▶ [SUPPLIED PASSAGE]:

◆ ◆ ◆

I build to order. I get 20% down on regular projects, before I start. If I consider it a specialty project it's 50% down. If prepaid in full with cash or check I give a 5% discount. I do offer a Lay-Away plan, 20% down and 20% per month, with a 20% restocking fee if they decide to stop the lay-away. I do take all the major credit cards, but give no discount with credit cards.


----------



## MrRon (Jul 9, 2009)

i think we are speaking here only of licensed contractors. As a licensed contractor, he can file a mechanic's lean if the customer reneggs on payment. A non-licensed contractor (NLC) who is doing projects for others has no such recourse and asking for money up front is his only recourse. As a NLC, I have built many projects for friends, family and even for businesses and always got paid. I would ask for money to get the material, but left the final payment up to the customer. There is a certain amount of trust when working as a NLC, but I have never gotten burned. Of course, I don't work as a NLC any longer due to age. A hand shake has always been my contract.


----------



## CWWoodworking (Nov 28, 2017)

> What are you selling? I do agree about taking cards. I use PayPal just because I ve had an account for years and the chip/strip reader was free. No better or worse than Square.
> 
> - Rich


Furniture and home accents.

I dont have a ton of accounts that use cards, but its there when I need it.


----------



## JRigg (Jan 13, 2019)

I see this is an older thread but thought I'd chime in. I work primarily in occupied homes for individuals, on projects that typically range 5 to 12k, with only a few projects for contractors and such. I typically advise my clients to never pay in advance any sort of deposit unless they are paying a material bill to the material vendor. There's a lot of fly by night Wonder Kids and Soy Boys making a killing on good folks round here.

As for myself, I float the materials up to 5k, with no labor until complete on individuals and contractors.


----------

◆ ◆ ◆

▶ [RAW RECORDS]:

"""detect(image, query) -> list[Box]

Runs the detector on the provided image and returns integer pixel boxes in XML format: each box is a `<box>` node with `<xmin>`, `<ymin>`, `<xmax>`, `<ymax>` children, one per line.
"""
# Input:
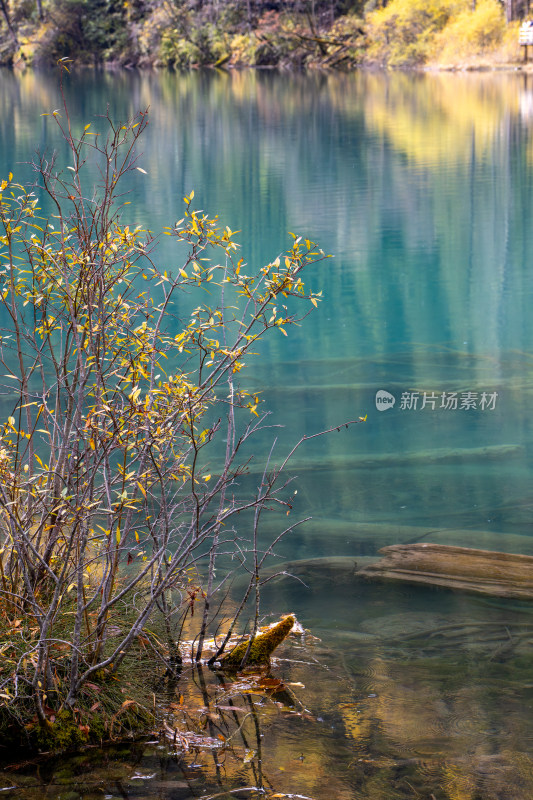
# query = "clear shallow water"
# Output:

◆ ◆ ◆

▶ [LIST OF TASKS]:
1 > Rewrite everything from "## MrRon (Jul" down to "been my contract." in the thread on deposits, swapping "customer" for "client" wherever it appears.
2 > Using the thread on deposits, answer these:
(a) What down payment does the first post require for a specialty project?
(b) Why does MrRon no longer work as a non-licensed contractor?
(c) Up to what amount does JRigg float the materials?

▶ [SOLUTIONS TO EACH TASK]:
1 >
## MrRon (Jul 9, 2009)

i think we are speaking here only of licensed contractors. As a licensed contractor, he can file a mechanic's lean if the client reneggs on payment. A non-licensed contractor (NLC) who is doing projects for others has no such recourse and asking for money up front is his only recourse. As a NLC, I have built many projects for friends, family and even for businesses and always got paid. I would ask for money to get the material, but left the final payment up to the client. There is a certain amount of trust when working as a NLC, but I have never gotten burned. Of course, I don't work as a NLC any longer due to age. A hand shake has always been my contract.

2 >
(a) 50% down.
(b) Because of age.
(c) Up to 5k.